• [Stored records]:
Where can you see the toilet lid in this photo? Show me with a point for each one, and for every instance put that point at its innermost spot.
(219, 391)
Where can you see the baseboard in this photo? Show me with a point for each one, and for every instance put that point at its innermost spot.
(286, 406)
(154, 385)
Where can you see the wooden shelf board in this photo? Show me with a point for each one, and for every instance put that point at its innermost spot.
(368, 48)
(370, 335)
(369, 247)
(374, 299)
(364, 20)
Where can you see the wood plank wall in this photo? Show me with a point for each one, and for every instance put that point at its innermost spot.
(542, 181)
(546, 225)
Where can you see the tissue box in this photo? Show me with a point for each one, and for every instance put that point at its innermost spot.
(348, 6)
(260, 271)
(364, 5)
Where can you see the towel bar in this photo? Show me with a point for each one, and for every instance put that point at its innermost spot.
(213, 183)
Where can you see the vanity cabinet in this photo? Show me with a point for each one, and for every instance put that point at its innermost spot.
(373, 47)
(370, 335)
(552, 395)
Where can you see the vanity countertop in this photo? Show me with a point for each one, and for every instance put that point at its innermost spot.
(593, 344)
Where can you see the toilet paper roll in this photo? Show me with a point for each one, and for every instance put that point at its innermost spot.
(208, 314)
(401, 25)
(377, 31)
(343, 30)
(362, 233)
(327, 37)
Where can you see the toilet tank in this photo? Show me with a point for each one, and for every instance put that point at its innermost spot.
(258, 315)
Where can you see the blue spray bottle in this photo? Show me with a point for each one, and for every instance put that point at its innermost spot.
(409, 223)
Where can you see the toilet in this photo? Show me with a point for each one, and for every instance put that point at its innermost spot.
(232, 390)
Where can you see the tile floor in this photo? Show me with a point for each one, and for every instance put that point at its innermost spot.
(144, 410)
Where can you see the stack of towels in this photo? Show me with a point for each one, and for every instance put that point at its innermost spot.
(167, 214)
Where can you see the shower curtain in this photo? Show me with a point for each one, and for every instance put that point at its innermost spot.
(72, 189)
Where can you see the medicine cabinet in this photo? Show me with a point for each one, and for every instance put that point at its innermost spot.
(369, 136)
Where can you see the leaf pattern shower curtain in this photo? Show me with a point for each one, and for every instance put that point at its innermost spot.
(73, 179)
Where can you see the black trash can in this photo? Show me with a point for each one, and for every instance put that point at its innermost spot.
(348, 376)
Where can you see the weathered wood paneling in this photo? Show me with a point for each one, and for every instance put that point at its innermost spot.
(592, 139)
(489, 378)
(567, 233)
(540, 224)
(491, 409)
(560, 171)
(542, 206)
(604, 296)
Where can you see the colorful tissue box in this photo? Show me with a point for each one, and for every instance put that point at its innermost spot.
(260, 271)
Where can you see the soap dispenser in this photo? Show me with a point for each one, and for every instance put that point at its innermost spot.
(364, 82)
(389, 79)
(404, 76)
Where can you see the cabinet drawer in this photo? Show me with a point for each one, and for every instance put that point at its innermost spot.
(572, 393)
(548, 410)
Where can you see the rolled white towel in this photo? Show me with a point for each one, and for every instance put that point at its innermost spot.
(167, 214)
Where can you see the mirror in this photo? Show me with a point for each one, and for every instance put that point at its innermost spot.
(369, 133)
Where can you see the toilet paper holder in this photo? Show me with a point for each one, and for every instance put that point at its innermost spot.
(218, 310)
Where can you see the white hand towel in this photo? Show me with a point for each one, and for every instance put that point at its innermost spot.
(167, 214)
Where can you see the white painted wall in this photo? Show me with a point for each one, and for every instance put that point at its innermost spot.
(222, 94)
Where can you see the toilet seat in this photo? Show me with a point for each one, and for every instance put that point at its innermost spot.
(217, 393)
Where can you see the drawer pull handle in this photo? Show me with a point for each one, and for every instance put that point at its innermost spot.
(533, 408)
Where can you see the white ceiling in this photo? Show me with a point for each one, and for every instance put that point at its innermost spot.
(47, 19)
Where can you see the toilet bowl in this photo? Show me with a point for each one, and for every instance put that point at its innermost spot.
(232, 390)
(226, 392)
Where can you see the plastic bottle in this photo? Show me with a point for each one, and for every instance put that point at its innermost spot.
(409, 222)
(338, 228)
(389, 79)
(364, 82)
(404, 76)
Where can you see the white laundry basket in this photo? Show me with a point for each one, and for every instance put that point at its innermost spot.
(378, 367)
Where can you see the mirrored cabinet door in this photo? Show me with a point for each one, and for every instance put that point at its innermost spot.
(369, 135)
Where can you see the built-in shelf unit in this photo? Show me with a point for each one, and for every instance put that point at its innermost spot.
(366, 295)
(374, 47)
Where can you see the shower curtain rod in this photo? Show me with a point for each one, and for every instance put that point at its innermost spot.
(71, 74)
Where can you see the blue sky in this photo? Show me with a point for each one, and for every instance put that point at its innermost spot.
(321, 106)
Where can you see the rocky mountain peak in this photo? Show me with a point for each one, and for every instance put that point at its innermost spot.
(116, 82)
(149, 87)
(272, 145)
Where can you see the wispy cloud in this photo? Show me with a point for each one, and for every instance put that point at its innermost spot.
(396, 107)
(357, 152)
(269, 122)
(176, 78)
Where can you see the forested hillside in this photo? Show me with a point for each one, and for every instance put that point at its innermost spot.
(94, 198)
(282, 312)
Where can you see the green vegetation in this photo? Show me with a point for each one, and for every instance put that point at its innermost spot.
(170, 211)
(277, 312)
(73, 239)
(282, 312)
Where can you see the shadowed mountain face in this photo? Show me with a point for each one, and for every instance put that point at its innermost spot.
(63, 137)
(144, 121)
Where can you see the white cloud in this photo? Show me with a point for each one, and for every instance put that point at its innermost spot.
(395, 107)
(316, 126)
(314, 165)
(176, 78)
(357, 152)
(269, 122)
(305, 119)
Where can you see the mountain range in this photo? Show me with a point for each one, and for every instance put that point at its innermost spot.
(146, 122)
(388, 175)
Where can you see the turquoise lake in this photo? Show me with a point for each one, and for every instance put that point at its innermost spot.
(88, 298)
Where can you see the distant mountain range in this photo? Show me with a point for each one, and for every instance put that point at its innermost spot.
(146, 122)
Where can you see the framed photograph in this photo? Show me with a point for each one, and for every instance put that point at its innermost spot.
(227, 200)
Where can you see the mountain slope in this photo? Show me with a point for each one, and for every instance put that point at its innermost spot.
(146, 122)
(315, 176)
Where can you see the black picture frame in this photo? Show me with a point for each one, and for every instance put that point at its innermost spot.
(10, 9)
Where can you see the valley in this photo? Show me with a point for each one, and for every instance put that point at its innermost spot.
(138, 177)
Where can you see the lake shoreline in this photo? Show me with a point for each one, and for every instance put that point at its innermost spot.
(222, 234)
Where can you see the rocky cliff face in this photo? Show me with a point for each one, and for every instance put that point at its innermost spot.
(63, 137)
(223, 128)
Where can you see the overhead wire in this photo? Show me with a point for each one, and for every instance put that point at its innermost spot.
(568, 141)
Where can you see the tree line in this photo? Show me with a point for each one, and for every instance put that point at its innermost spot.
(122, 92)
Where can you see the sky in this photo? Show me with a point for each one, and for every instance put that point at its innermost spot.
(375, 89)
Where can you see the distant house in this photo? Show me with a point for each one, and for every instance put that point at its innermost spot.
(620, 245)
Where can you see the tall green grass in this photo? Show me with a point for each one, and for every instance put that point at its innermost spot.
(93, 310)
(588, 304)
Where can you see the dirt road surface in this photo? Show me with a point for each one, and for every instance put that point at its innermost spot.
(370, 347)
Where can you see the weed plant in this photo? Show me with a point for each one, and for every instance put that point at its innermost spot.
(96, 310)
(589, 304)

• [PROBLEM REQUIREMENTS]:
Return each line of the records above exactly as it reads.

• [OUTPUT OF THE EXERCISE]:
Where can you see the toilet lid in this photo? Show me with a point for each one, and for every instance put that point at its innermost spot.
(219, 391)
Where can you see the baseboard in this photo? Show me with a point for each one, and for every instance put that point at its innermost spot.
(286, 406)
(154, 385)
Where can you see the wooden shelf board in this photo? Show me with a point for each one, and for every instance put that point at its innermost spot.
(368, 48)
(370, 335)
(369, 247)
(374, 299)
(364, 20)
Where can you see the wood plank wall in this photo? Show me with a point for each one, and for every instance put that point at its innermost spot.
(542, 181)
(546, 225)
Where can you see the tissue box in this photo? Show me with a point for each one, and for every instance put that point at its innermost spot.
(348, 6)
(260, 271)
(364, 5)
Where can you see the towel bar in this photo? Show me with a point for each one, and for every instance put that point at its innermost spot.
(213, 183)
Where can you see the vanity cabinet in this photo? Show me with a point for each one, and for every instance put that point at its innermost spot.
(373, 47)
(370, 335)
(552, 395)
Where can you see the vanity countertop in this photo? Show me with a point for each one, and for every instance put that point at its innermost spot.
(593, 344)
Where can you see the toilet paper roll in this photo? Show me with a point for each one, and for every instance put that point at its innermost spot.
(208, 314)
(401, 25)
(377, 31)
(343, 30)
(362, 233)
(327, 37)
Where can you see the toilet tank in this photo? Show me with a point for each one, and for every instance put that point at its innermost spot.
(258, 315)
Where can you see the blue spray bottle in this photo? Show me with a point for each one, and for every instance put that point at its innermost spot.
(409, 223)
Where can you see the toilet in this photo? Show me with a point for each one, and for every instance put that point at its innermost spot.
(232, 390)
Where can you see the tile floor in this photo? Show me with a point for each one, and for every instance put that point at its innermost spot.
(144, 410)
Where can you see the stack of towels in this photo? Show me with a point for each one, and for every instance put that point at its innermost spot.
(167, 214)
Where can you see the shower curtain in this photo? Show me with a point for each one, and for every instance put that point at its innermost spot.
(72, 189)
Where can you see the medicine cabinet in this photo? Show me with a point for each one, and for every instance put that point at its innermost spot.
(369, 136)
Where can you see the leaf pattern shower curtain in this photo? Show me with a point for each one, and for every instance put that point at its innermost spot.
(73, 179)
Where can you see the black trash can in this photo? Show me with a point for each one, and for every instance put that point at its innermost spot.
(348, 376)
Where can you see the weathered wood paneling in this photo? Show me with a point for each one, and for every instance put that point at its innermost spot.
(592, 139)
(489, 378)
(567, 233)
(540, 224)
(491, 409)
(560, 171)
(542, 206)
(604, 296)
Where can you see the colorful tissue box in this photo? Show me with a point for each one, and for every instance put that point at its innermost spot.
(260, 271)
Where can you see the soap dispenser in this photo? Show me with a point for each one, and for every instance put that point at its innermost spot.
(364, 82)
(389, 79)
(404, 76)
Where can you see the cabinet drawer in this photo? Show me with a point for each one, and for every instance put that point at its innermost spot.
(572, 393)
(548, 410)
Where can you see the rolled white towel in this photo? Show me with a point for each one, and for every instance put that point at its innermost spot.
(167, 214)
Where can you see the mirror in this photo? Show me with a point for each one, and for every instance put that point at its innermost spot.
(369, 133)
Where can you see the toilet paper holder in this photo? Show me with a point for each one, and for every instance put that point at its innermost spot.
(218, 310)
Where can you see the white hand towel in this photo? Show me with a point for each one, and for every instance put that point at its innermost spot.
(167, 214)
Where can you see the white painted wall in this photo? Show me with a point for each one, and for every instance put that point at its innermost spot.
(222, 94)
Where can you see the toilet seat in this photo? Show me with a point for each one, and for every instance put that point at its innermost spot.
(217, 393)
Where can you see the drawer pull handle in this photo? Show me with a point for each one, and for every instance put that point at its innermost spot.
(533, 408)
Where can you see the white ceiling in this photo? Show me with a point for each one, and for every instance put that point at its innermost spot.
(47, 19)
Where can you see the toilet bowl in this photo? Show me with a point for each one, and for every instance put that point at its innermost spot.
(232, 390)
(226, 392)
Where can you see the plastic bottle in this photo? Show me with a point for each one, and for every instance put that point at its innermost spot.
(409, 222)
(338, 228)
(389, 79)
(364, 82)
(404, 76)
Where can you see the white laundry basket in this photo? Show me with a point for each one, and for every instance put that point at its innermost spot.
(378, 367)
Where can you see the mirrored cabinet door in this photo? Show me with a point for each one, and for every instance put that point at its innermost spot.
(369, 135)
Where can you see the built-in shelf unit in this photo? Show me with a point for each one, and for every instance put that point at its innermost spot.
(366, 295)
(374, 47)
Where can you see the shower curtain rod in this photo? Show me with a point for each one, and for every instance put that point at its innermost spot.
(71, 74)
Where can you see the blue sky in this photo? Show me with a point for each one, and for every instance put that point at its innermost spot.
(321, 106)
Where can you see the rocky mountain peak in this photo? Show me with a point for each one, and for every instance put that point at its innermost spot.
(116, 82)
(149, 87)
(272, 145)
Where can you see the wispy cloud in this photo? Show me with a point for each one, and for every instance put that point at its innermost spot.
(396, 107)
(357, 152)
(269, 122)
(176, 78)
Where can you see the forested hillside in this photo? Show me with a point for each one, and for every instance put that point at its innermost spot.
(94, 198)
(282, 312)
Where can you see the green vegetation in this photo? Show me with a point for each one, and for every instance put that point at its innermost spot.
(170, 211)
(277, 312)
(73, 239)
(282, 312)
Where can you see the shadowed mountain face in this photo? Show me with a point for each one, and for every instance put that point at its innermost spot.
(63, 137)
(144, 121)
Where can you see the white cloud in this photo? Show me with a point for each one, and for every instance put that point at its innermost spot.
(395, 107)
(316, 126)
(314, 165)
(176, 78)
(357, 152)
(269, 122)
(305, 119)
Where can you see the mountain range in this photo? Show me with a point for each one, and for every instance put that point at its innermost spot.
(146, 122)
(388, 175)
Where can you see the turquoise lake in this photo? Show me with a point for each one, and for every instance put that point at its innermost spot.
(88, 298)
Where can you see the distant mountain range in this photo? Show me with a point for each one, and for every instance put that point at its innermost spot.
(146, 122)
Where can you see the framed photograph in this photo? Show me with a point for each one, and for every instance put that point at its innermost spot.
(227, 200)
Where can you see the mountain slope in this photo? Show me with a point for each one, and for every instance put that point at its innermost spot.
(146, 122)
(315, 176)
Where can you see the black picture frame in this photo? Show me with a point for each one, and for every instance put that point at its innermost spot.
(10, 9)
Where can you see the valley in this photo? Show me with a point for each one, and for every instance put that point at its innermost spot.
(138, 177)
Where can you see the lake shoreline in this photo? Show me with a point for each one, and for every instance put that point at its innermost spot.
(222, 234)
Where can you see the rocky cliff face in this photo? Show me with a point for each one, and for every instance put that point at its innermost spot.
(63, 137)
(223, 128)
Where can you see the overhead wire in this photo? Show me with a point for each one, and for every instance put that point at its innermost spot.
(568, 141)
Where can you see the tree line in this photo? Show me with a point for each one, and for every instance put that point at its innermost spot.
(122, 92)
Where can you see the sky in this photo? Show me with a point for each one, and for every instance put that point at its innermost spot.
(375, 89)
Where can you see the distant house in this photo? Show me with a point for each one, and for every instance put that point at its innermost spot.
(620, 245)
Where can you see the tall green grass in this photo? Show me with a point for each one, and for every instance put that point at its innermost spot.
(93, 310)
(588, 304)
Where can you see the dirt road surface in this photo? Show me with a point for each one, and for every instance put that point at its innermost spot.
(370, 347)
Where can you see the weed plant in this photo? Show me with a point for each one, and for every instance put that point at its innermost spot.
(96, 310)
(589, 304)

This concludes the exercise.